- LIST OF TASKS
**a)** In the review of The Master, which director is contrasted with Paul Thomas Anderson in the race for Best Picture?
**b)** Write out the passage of the review of The Master starting at "Review: The Master" and ending at "converse with us.".

- DOCUMENT SEGMENT

::::

Thursday, November 22, 2012

Review: The Master



“Always make the audience suffer as much as possible. A glimpse into the world proves that horror is nothing other than reality.” Alfred Hitchcock’s own quote about Psycho is more than adequate for any analysis of why we watch Paul Thomas Anderson; it is the marquee of his mastery. A master of scene development, Anderson presses us to hold attention for not a glimpse but an inward journey. Quite the competition of the Andersons this year for Best Picture, the arguments will stem from a preference for construing a story: while Wes Anderson shows us a beautiful picture in totality, Paul Thomas Anderson shows us a focused subject that engages our commitment as if there was a person to converse with us.

::::

- PROVIDED DATA

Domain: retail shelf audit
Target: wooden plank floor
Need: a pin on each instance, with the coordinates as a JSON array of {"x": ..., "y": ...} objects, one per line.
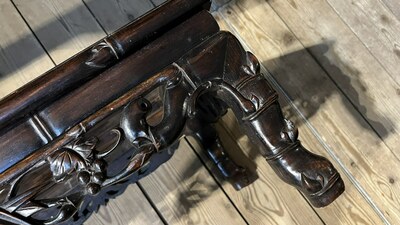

::::

- RESPONSES BY TASK
**a)** Wes Anderson.

**b)**
Review: The Master



“Always make the audience suffer as much as possible. A glimpse into the world proves that horror is nothing other than reality.” Alfred Hitchcock’s own quote about Psycho is more than adequate for any analysis of why we watch Paul Thomas Anderson; it is the marquee of his mastery. A master of scene development, Anderson presses us to hold attention for not a glimpse but an inward journey. Quite the competition of the Andersons this year for Best Picture, the arguments will stem from a preference for construing a story: while Wes Anderson shows us a beautiful picture in totality, Paul Thomas Anderson shows us a focused subject that engages our commitment as if there was a person to converse with us.